- **PROBLEM STATEMENT**: Render this sentence from the photonic crystal resonator excerpt below in Spanish: "The dependence of the resonator characteristics on the reflector design and parameters is studied in detail."

-- start of DOCUMENT --

We study comprehensively using numerical simulations a new class of resonators, based on a circular photonic crystal reflector. The dependence of the resonator characteristics on the reflector design and parameters is studied in detail. The numerical results are compared to analytic results based on coupled mode theory. High quality factors and small modal volumes are found for a wide variety of design parameters.

©2005 Optical Society of America

1. Introduction

Circular optical resonators are becoming key components in modern optical communication systems and devices. Numerous applications for optical communications have been demonstrated such as filters [1], add/drop multiplexers [2, 3], delay lines [4–6] and modulators [7] as well as for sensing [8], spectroscopy and basic research in quantum electrodynamics (QED), nonlinear optics and similar fields [9, 10].

For many of these applications, it is desirable for the resonators to exhibit both compact dimensions and high quality factor (Q), which is a measure of the power dissipation rate from the cavity. These requirements are mutually contradictory for conventional resonators utilizing the total internal reflection (TIR) mechanism to confine the light. While for cavity radii much larger than the wavelength, high Q can be achieved, as the radius is reduced, the effectiveness of the TIR mechanism decreases, introducing loss which consequently reduces the Q of the cavity. This loss mechanism is often addressed as “bending losses”.

-- end of DOCUMENT --
-- start of ENTRIES SUPPLIED --

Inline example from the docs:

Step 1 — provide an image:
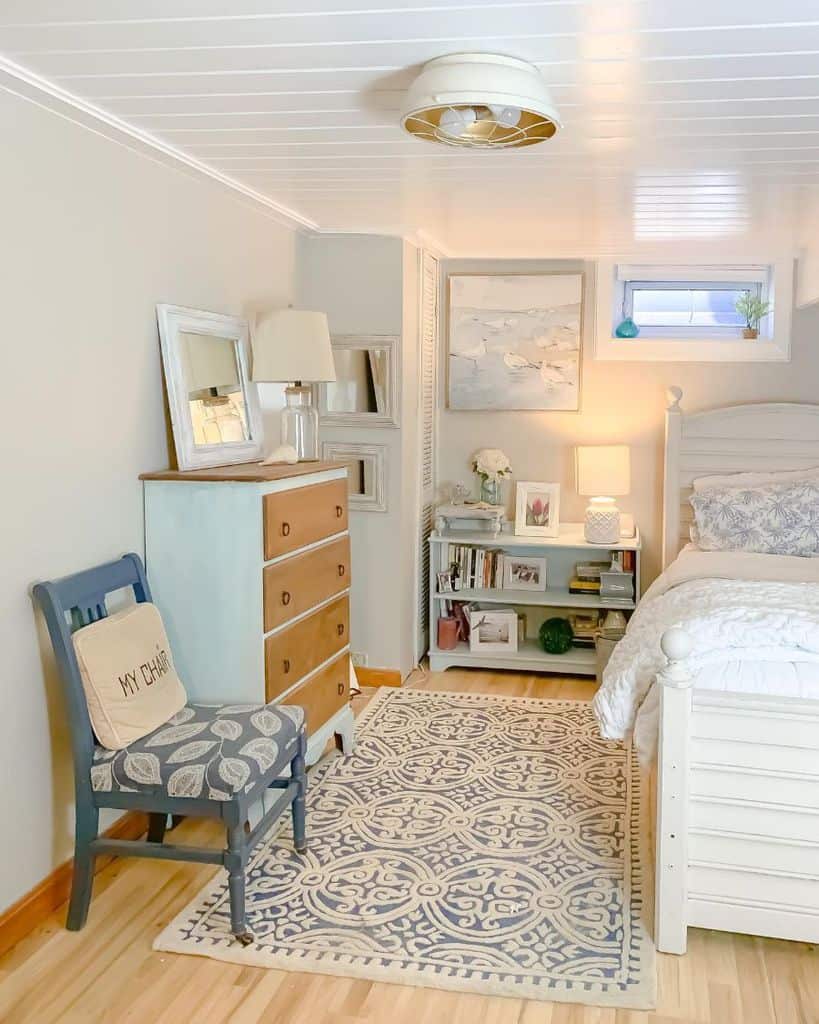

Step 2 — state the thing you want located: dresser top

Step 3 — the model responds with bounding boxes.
[139,462,345,483]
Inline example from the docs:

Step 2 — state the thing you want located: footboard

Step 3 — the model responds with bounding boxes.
[655,628,819,953]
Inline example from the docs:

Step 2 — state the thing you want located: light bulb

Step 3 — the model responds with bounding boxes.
[489,103,520,128]
[438,106,477,138]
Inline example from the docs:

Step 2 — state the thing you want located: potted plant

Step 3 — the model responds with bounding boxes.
[734,292,771,340]
[472,449,512,505]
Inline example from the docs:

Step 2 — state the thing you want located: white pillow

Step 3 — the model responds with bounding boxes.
[693,466,819,494]
[73,602,187,751]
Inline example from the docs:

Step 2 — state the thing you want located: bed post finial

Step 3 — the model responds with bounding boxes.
[657,626,694,690]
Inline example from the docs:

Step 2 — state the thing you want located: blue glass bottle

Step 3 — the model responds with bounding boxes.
[614,316,640,338]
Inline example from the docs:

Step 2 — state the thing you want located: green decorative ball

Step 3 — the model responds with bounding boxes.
[537,618,574,654]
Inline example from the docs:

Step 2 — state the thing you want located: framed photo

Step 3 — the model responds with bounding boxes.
[321,441,387,512]
[446,272,584,412]
[515,480,560,537]
[469,605,518,651]
[504,551,547,591]
[438,572,455,594]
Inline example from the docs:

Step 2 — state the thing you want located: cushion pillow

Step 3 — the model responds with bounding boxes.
[693,466,819,492]
[74,602,187,751]
[690,480,819,557]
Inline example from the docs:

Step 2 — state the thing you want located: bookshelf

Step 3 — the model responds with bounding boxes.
[429,523,641,676]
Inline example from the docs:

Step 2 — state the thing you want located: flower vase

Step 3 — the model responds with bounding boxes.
[480,477,503,505]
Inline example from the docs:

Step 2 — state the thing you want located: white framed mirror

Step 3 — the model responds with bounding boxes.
[314,335,398,427]
[157,303,264,469]
[321,441,387,512]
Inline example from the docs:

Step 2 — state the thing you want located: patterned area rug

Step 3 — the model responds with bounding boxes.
[155,689,655,1010]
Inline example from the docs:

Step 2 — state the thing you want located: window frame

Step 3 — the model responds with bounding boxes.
[622,278,763,341]
[594,260,795,362]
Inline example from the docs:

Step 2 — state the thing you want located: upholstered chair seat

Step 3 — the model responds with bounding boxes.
[91,703,304,800]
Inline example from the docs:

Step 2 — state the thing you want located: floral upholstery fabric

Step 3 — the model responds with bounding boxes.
[690,480,819,557]
[91,703,304,800]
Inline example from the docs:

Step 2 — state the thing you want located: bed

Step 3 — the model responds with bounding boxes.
[596,388,819,953]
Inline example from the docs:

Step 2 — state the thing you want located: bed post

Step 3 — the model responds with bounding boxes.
[662,387,683,568]
[654,626,693,953]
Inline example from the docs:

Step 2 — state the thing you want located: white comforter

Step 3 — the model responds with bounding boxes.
[594,546,819,762]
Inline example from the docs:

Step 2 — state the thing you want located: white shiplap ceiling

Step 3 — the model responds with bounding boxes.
[0,0,819,254]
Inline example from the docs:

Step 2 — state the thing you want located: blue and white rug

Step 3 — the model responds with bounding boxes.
[155,689,655,1009]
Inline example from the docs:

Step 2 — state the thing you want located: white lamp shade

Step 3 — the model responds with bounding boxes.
[574,444,632,498]
[253,309,336,383]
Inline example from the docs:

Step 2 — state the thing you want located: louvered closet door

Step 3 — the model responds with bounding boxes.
[416,252,438,660]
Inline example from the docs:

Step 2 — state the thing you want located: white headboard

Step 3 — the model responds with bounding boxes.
[662,387,819,568]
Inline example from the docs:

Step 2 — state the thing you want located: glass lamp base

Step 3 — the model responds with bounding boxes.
[282,385,318,462]
[584,498,620,544]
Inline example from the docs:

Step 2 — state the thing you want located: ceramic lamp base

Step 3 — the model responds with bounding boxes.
[585,498,620,544]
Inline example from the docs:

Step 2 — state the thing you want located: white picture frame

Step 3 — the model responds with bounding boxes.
[313,334,399,427]
[504,551,548,593]
[469,608,518,653]
[157,303,264,470]
[515,480,560,537]
[321,441,387,512]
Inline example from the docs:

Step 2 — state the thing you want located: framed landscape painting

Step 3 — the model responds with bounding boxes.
[446,273,584,412]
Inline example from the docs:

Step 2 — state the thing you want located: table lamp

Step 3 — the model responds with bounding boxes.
[575,444,632,544]
[253,309,336,462]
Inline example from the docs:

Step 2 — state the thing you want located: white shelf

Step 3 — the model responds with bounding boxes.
[429,522,641,554]
[429,640,597,676]
[435,588,636,611]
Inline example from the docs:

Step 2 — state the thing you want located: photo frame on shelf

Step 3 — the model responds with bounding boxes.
[313,334,398,427]
[515,480,560,537]
[468,605,518,652]
[504,551,547,592]
[321,441,387,512]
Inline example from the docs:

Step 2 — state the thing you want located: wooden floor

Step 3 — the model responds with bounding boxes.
[0,669,819,1024]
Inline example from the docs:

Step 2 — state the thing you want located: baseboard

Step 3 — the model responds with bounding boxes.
[0,811,147,956]
[355,665,401,686]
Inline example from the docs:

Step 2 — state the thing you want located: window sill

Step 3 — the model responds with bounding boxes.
[595,335,790,362]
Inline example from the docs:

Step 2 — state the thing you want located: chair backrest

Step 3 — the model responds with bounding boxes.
[33,554,150,793]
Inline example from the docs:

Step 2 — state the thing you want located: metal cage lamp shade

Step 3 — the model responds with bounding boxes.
[401,53,560,150]
[575,444,632,544]
[253,309,336,462]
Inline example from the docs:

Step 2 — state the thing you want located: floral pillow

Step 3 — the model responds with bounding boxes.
[690,480,819,557]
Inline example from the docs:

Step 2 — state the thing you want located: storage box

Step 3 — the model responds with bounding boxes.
[600,570,634,601]
[466,603,518,651]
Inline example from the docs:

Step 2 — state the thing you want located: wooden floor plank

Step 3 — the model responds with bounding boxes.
[0,669,819,1024]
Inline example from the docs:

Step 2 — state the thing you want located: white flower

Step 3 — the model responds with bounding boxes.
[472,449,512,480]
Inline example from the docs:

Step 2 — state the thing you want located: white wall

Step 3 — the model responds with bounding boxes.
[297,234,418,675]
[438,260,819,583]
[0,92,294,909]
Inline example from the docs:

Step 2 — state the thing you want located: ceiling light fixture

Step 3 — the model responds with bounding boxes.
[401,53,560,150]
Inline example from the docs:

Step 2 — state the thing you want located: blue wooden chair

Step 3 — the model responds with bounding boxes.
[34,554,307,945]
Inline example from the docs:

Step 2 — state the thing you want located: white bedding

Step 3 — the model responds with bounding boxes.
[594,545,819,762]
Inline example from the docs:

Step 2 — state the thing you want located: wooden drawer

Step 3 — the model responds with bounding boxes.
[264,597,350,700]
[263,479,347,560]
[282,654,350,735]
[262,536,350,633]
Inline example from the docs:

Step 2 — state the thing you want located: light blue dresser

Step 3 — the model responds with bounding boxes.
[141,462,353,763]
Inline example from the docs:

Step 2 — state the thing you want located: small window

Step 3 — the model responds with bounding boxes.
[623,281,762,340]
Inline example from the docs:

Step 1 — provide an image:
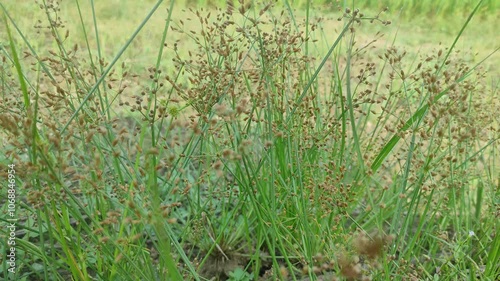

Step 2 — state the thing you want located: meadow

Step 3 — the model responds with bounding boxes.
[0,0,500,281]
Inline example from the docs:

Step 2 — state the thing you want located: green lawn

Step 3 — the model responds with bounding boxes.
[0,0,500,281]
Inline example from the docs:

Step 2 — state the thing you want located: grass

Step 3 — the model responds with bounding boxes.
[0,1,500,280]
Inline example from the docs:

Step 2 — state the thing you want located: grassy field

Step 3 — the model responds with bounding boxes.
[0,0,500,281]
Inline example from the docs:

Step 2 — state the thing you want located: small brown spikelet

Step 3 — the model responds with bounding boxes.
[353,234,386,259]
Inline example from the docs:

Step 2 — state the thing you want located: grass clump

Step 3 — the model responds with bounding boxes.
[0,1,499,280]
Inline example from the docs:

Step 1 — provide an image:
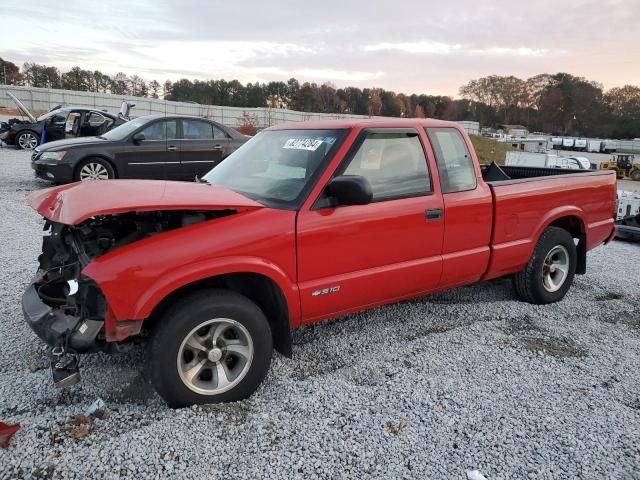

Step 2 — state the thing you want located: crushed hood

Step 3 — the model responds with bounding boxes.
[27,180,263,225]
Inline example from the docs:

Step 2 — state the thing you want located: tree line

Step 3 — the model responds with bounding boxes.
[0,58,640,138]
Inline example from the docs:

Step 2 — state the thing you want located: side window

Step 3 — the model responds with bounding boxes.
[343,132,431,201]
[164,120,178,140]
[142,121,167,140]
[212,125,229,140]
[426,128,477,193]
[182,120,213,140]
[142,120,178,140]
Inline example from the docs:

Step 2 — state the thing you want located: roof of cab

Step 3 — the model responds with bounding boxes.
[267,117,462,130]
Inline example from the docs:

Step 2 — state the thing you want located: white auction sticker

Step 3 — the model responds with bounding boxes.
[282,138,324,152]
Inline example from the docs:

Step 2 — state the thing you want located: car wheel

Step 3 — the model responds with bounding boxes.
[149,290,273,408]
[513,227,578,305]
[16,130,40,150]
[75,158,116,181]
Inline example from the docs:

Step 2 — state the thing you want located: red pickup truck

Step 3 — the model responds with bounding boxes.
[22,119,616,407]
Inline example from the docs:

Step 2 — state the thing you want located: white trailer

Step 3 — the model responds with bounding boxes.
[587,140,602,153]
[573,138,587,152]
[504,151,558,168]
[600,140,618,153]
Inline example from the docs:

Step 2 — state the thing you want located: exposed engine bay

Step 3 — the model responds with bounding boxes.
[28,210,234,353]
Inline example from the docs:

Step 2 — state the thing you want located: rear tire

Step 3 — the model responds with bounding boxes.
[15,130,40,150]
[73,157,116,182]
[149,289,273,408]
[513,227,578,305]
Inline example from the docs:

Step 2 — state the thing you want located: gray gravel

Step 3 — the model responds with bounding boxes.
[0,149,640,480]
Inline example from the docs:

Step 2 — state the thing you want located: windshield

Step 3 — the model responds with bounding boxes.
[203,130,345,208]
[99,116,150,140]
[36,108,69,122]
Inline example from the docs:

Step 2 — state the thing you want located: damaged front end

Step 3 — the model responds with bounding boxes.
[22,210,233,386]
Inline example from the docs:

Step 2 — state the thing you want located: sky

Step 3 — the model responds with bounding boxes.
[0,0,640,97]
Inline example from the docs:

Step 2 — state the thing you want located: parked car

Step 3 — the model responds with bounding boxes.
[0,92,134,150]
[22,119,616,407]
[31,115,249,183]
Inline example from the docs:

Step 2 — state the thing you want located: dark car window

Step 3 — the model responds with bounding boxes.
[212,125,230,140]
[101,116,157,140]
[203,130,345,208]
[182,120,214,140]
[142,120,178,140]
[426,128,476,193]
[344,132,431,201]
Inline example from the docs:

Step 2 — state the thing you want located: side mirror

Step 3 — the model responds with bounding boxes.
[327,175,373,205]
[133,132,147,145]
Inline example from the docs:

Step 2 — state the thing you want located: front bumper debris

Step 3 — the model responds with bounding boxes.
[22,283,104,353]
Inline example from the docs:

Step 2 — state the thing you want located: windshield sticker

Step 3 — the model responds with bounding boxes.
[282,138,323,152]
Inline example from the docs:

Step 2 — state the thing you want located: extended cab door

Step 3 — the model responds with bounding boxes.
[297,128,444,322]
[426,127,493,288]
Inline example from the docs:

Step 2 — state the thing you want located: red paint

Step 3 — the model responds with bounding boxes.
[27,180,262,225]
[29,119,616,340]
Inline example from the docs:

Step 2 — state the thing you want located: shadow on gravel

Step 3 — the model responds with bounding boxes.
[600,309,640,330]
[499,315,587,358]
[105,372,155,405]
[518,336,587,358]
[596,292,624,302]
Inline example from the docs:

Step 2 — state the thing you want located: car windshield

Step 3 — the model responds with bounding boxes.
[203,130,345,208]
[99,116,150,140]
[36,108,69,122]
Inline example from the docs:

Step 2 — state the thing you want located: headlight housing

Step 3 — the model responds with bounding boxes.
[39,151,67,160]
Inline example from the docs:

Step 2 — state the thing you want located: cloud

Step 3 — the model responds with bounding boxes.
[363,40,549,57]
[0,0,640,95]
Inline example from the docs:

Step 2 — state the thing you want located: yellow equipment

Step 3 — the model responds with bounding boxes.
[599,153,640,181]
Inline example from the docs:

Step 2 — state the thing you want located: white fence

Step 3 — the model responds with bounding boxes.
[0,85,480,135]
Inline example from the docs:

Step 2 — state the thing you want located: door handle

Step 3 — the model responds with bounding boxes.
[424,208,442,222]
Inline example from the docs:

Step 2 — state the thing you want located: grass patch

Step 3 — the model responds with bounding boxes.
[469,135,518,165]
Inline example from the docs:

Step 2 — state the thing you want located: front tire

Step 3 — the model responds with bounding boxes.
[149,289,273,408]
[15,130,40,150]
[513,227,578,305]
[74,158,116,182]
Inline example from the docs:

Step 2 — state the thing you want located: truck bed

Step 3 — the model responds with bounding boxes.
[482,166,616,278]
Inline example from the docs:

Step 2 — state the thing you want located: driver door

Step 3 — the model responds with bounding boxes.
[116,120,180,180]
[297,128,444,322]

-- end of ENTRIES SUPPLIED --

- **RESPONSE FOR THIS EXERCISE**: La dependencia de las características del resonador respecto al diseño y los parámetros del reflector se estudia en detalle.